---- EXERCISE DATA

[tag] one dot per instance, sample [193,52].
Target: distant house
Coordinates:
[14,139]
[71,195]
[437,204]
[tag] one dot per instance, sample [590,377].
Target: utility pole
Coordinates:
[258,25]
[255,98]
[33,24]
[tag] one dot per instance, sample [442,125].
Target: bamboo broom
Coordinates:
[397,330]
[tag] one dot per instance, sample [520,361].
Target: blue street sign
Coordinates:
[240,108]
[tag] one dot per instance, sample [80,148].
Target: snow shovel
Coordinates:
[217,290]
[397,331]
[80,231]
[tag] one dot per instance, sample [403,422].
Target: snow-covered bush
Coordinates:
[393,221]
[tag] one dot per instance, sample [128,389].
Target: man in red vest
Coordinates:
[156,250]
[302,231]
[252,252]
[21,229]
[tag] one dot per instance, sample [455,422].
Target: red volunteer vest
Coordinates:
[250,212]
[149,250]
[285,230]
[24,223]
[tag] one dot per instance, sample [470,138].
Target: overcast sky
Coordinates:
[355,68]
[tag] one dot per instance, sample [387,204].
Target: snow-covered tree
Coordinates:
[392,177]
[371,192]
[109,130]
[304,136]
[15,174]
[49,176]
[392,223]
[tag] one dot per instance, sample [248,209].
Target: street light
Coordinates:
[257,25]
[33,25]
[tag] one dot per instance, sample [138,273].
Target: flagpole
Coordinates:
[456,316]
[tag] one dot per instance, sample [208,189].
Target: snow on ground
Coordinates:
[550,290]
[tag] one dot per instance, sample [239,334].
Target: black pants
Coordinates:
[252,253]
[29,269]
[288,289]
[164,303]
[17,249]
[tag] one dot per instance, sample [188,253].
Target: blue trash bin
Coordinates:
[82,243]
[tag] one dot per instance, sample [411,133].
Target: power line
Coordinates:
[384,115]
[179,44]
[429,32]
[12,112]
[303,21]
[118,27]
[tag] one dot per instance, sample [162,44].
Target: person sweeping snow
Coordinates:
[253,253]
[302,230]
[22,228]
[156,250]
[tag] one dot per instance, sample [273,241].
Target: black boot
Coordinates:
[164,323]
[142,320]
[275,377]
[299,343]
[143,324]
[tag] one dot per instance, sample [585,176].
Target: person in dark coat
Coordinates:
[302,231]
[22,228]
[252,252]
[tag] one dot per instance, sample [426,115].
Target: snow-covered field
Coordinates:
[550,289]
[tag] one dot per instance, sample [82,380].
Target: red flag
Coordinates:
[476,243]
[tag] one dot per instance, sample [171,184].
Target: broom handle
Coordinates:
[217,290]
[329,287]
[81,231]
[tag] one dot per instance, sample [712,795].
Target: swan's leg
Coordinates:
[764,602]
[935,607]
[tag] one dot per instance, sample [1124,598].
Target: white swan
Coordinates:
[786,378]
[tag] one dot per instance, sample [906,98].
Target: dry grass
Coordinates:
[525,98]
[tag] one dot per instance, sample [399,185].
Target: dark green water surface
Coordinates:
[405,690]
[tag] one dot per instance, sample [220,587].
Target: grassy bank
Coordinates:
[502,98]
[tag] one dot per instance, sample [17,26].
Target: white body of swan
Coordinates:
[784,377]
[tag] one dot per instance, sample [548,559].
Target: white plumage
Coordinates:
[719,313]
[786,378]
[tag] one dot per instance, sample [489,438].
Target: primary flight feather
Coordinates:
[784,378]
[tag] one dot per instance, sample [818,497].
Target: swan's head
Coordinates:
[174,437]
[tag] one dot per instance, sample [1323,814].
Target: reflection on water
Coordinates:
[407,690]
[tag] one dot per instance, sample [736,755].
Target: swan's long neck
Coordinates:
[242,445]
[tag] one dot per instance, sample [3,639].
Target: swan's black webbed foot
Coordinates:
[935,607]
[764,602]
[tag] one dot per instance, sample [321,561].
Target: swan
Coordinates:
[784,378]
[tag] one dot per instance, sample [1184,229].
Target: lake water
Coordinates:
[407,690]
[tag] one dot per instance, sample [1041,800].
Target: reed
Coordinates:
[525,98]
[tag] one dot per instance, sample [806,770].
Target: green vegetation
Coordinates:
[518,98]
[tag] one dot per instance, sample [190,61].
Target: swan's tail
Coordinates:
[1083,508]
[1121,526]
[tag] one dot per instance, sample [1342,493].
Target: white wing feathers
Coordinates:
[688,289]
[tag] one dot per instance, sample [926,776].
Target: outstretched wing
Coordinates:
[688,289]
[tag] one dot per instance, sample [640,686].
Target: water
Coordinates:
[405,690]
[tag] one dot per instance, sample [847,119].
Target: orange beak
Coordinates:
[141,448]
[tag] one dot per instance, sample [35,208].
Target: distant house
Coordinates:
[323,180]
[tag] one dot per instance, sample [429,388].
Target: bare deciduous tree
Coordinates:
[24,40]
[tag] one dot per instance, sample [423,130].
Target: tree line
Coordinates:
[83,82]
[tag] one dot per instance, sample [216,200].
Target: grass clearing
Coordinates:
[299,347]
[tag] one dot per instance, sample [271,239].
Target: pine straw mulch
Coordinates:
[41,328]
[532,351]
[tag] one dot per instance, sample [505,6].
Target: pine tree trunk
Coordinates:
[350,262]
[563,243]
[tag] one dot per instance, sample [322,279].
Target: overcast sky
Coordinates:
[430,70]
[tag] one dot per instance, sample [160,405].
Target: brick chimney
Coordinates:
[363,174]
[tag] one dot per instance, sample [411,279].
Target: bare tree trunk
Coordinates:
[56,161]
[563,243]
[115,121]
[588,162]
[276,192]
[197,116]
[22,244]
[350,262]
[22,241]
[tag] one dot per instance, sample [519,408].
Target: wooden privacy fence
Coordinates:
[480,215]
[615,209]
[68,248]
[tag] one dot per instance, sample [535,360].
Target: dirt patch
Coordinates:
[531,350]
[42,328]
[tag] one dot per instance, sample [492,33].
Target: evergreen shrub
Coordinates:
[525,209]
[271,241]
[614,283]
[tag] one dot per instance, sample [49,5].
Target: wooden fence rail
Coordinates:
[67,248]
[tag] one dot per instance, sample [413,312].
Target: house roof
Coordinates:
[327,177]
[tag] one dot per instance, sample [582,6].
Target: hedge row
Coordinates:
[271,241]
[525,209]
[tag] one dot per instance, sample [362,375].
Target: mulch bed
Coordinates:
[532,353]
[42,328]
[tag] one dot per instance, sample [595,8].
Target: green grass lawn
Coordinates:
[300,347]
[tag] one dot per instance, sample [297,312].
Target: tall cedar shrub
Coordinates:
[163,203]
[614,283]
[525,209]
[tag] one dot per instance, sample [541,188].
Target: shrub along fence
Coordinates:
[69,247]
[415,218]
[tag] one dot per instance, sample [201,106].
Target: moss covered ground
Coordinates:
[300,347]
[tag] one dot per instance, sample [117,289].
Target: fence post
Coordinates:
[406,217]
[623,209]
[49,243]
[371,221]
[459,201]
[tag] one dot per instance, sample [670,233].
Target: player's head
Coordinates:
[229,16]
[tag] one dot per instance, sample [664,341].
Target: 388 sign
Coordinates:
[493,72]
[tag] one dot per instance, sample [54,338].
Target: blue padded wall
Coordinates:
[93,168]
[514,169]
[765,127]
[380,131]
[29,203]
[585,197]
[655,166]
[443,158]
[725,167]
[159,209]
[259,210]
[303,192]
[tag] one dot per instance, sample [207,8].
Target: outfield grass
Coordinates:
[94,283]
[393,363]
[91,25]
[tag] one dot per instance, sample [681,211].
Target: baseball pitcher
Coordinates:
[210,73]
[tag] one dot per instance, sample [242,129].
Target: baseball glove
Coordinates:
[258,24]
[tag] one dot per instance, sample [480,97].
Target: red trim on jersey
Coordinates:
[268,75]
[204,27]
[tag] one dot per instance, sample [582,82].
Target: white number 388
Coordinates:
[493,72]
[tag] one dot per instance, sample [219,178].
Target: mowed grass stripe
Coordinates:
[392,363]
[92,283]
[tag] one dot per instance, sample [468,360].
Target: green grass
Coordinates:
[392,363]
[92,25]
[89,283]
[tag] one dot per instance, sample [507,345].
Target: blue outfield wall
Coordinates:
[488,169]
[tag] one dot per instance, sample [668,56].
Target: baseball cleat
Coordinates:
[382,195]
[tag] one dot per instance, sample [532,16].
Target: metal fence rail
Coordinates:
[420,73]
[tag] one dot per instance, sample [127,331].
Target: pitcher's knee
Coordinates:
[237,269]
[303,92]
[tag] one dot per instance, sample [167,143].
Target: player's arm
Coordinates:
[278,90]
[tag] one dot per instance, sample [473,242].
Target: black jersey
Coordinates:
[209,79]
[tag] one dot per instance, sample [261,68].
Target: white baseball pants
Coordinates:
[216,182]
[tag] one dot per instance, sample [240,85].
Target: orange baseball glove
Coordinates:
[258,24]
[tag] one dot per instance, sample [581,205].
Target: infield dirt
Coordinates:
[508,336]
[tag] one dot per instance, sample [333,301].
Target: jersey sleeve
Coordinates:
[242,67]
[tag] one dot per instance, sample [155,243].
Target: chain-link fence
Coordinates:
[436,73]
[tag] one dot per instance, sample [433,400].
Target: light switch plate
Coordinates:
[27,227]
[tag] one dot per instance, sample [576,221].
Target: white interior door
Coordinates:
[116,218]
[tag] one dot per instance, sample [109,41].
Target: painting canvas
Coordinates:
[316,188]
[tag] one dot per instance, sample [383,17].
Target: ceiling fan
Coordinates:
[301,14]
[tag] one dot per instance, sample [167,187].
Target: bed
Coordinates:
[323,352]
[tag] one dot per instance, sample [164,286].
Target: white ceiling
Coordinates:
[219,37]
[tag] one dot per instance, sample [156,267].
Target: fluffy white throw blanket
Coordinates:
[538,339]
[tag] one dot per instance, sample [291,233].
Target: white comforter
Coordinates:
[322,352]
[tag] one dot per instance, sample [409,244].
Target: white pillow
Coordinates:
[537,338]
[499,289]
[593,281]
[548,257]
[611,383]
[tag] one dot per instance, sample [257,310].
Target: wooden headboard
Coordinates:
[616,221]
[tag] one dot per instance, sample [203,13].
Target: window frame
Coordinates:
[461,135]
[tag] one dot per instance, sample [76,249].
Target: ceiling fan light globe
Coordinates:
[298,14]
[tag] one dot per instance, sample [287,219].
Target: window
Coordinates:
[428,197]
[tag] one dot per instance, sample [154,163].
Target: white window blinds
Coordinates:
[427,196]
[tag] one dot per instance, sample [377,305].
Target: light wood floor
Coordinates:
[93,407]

--------

Among the entries, find every line holding "jersey" and return it.

Target: red trim on jersey
Target: black jersey
Target: jersey sleeve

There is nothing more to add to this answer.